- _Instructions to follow_
Print exactly, and only, the lines running from the line containing "of the ceiling" through the end of the records below.

- _Record extracts_
────────────────────────────────────────

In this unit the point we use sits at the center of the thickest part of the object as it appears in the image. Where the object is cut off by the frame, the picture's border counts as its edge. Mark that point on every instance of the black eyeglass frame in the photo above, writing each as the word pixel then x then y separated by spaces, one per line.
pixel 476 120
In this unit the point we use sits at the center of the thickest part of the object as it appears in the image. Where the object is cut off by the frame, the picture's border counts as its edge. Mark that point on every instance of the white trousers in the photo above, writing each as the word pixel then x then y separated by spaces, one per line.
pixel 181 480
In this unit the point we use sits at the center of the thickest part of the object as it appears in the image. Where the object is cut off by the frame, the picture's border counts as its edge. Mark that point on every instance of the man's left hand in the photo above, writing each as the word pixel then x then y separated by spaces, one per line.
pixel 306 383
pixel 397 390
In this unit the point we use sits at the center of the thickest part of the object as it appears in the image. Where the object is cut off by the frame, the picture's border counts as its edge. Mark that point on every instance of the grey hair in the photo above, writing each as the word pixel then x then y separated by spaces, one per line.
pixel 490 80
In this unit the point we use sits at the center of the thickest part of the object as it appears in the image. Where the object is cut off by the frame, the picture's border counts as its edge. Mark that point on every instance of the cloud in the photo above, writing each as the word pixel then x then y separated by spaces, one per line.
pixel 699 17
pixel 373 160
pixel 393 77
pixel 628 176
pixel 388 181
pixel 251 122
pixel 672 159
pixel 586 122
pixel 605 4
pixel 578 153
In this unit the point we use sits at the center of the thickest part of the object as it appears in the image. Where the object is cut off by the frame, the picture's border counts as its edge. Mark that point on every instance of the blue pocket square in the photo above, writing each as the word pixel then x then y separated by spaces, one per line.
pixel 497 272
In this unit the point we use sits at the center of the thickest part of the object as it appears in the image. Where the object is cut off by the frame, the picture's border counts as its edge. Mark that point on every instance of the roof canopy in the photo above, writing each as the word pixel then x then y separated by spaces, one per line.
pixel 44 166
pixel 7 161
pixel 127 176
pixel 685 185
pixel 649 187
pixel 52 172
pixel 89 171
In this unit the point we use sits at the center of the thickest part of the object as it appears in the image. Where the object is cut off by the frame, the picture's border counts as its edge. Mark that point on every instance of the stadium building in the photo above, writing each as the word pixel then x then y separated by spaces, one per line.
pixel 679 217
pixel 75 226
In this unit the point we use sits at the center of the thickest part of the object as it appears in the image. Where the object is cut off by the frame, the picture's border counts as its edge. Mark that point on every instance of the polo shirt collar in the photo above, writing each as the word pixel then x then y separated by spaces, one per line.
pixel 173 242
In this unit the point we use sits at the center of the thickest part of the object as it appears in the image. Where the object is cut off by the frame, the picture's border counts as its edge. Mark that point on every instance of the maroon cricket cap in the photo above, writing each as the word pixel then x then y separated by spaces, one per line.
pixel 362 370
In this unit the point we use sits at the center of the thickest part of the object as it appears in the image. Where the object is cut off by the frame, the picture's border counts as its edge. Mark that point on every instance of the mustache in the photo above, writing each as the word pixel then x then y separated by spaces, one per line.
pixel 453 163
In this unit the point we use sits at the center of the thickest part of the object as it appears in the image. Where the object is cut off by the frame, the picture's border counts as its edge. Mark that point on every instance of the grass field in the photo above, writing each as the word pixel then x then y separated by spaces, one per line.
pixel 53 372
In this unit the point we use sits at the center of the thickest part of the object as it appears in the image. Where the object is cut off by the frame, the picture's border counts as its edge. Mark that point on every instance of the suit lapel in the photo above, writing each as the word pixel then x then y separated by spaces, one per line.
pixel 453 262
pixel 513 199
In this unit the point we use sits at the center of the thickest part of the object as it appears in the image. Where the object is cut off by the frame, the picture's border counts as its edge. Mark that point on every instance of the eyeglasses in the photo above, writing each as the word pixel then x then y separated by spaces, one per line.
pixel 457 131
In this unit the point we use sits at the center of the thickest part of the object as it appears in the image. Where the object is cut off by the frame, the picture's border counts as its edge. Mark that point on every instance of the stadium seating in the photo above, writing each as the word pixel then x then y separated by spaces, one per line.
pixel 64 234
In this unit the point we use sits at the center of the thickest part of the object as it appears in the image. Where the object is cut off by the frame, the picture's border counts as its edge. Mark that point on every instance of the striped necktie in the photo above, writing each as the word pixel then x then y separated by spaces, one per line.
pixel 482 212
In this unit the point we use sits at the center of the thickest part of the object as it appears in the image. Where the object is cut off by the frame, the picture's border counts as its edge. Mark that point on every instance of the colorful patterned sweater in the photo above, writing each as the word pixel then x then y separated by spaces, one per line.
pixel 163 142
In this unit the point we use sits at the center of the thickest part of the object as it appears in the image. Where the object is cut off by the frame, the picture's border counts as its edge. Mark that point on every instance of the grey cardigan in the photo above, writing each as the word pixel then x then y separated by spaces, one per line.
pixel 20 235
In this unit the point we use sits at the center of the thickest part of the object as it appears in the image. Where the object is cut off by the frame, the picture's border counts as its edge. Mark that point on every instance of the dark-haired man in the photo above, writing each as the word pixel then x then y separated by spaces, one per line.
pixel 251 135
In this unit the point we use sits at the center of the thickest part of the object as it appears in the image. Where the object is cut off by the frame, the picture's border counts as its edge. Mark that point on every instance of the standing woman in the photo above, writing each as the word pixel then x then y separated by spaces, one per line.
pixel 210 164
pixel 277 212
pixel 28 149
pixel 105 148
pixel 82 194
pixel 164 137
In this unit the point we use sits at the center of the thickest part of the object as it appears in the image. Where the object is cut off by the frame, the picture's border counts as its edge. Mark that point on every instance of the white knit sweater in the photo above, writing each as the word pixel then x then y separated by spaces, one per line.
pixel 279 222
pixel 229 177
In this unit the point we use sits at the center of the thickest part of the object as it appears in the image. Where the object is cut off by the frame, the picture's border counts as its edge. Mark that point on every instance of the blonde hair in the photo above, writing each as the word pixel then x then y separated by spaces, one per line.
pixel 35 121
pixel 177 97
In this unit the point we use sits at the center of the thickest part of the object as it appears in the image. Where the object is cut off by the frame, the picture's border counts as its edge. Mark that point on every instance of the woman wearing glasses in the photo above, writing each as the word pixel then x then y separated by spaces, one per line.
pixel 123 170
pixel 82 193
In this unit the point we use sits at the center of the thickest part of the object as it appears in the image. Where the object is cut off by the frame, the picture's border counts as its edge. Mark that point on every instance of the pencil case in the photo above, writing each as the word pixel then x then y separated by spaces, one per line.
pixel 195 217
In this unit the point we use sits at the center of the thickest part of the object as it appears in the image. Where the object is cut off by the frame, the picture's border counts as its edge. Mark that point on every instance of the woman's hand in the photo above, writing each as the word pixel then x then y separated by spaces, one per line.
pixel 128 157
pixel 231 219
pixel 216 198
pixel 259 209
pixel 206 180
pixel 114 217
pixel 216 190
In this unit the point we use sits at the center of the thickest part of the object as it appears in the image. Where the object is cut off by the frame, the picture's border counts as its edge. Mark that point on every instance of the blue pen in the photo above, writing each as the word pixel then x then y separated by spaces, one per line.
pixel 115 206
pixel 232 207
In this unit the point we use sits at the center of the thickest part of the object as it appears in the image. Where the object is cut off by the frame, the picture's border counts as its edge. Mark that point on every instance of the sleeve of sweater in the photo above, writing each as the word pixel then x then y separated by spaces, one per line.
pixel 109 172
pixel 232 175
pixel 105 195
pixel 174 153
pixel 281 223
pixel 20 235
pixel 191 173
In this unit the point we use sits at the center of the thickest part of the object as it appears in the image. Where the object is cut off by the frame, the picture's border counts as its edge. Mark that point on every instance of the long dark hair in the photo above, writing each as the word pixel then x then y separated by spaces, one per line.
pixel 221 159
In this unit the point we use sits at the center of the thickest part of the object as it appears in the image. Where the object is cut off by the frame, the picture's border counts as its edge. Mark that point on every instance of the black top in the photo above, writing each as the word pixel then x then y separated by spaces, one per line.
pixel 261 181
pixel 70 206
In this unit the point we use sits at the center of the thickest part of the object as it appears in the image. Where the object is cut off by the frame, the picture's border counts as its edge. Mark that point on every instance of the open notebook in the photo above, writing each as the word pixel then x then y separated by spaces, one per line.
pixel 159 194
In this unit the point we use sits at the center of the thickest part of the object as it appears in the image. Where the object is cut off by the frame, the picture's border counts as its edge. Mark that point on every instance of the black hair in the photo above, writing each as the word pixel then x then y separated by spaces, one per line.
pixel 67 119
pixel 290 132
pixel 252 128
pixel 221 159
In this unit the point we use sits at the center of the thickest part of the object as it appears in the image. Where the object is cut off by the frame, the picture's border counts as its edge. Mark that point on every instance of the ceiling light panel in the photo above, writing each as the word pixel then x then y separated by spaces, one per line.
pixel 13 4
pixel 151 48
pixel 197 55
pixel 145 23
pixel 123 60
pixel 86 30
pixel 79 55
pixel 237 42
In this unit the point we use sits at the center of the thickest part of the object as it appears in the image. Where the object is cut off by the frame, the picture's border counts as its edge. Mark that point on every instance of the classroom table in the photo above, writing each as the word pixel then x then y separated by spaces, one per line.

────────────────────────────────────────

- _The answer_
In this unit the point we use sits at the center of the thickest part of the object as it appears in the image. Where the object is cut off by the frame, the picture's border counts as its edge. Mark that point on every instance of the ceiling light panel in the photo above, writing each as the word pixel then x then y separated by spaces, one per line.
pixel 13 4
pixel 151 48
pixel 197 55
pixel 145 23
pixel 123 60
pixel 86 30
pixel 79 55
pixel 237 42
In this unit the point we use sits at the center of the thickest part of the object as it appears in the image. Where the object is cut off by the frame, the picture's border counts as its edge. Mark that point on every instance of the classroom table in the photo above, writing each as the word pixel then x then y separated by spaces, one per line.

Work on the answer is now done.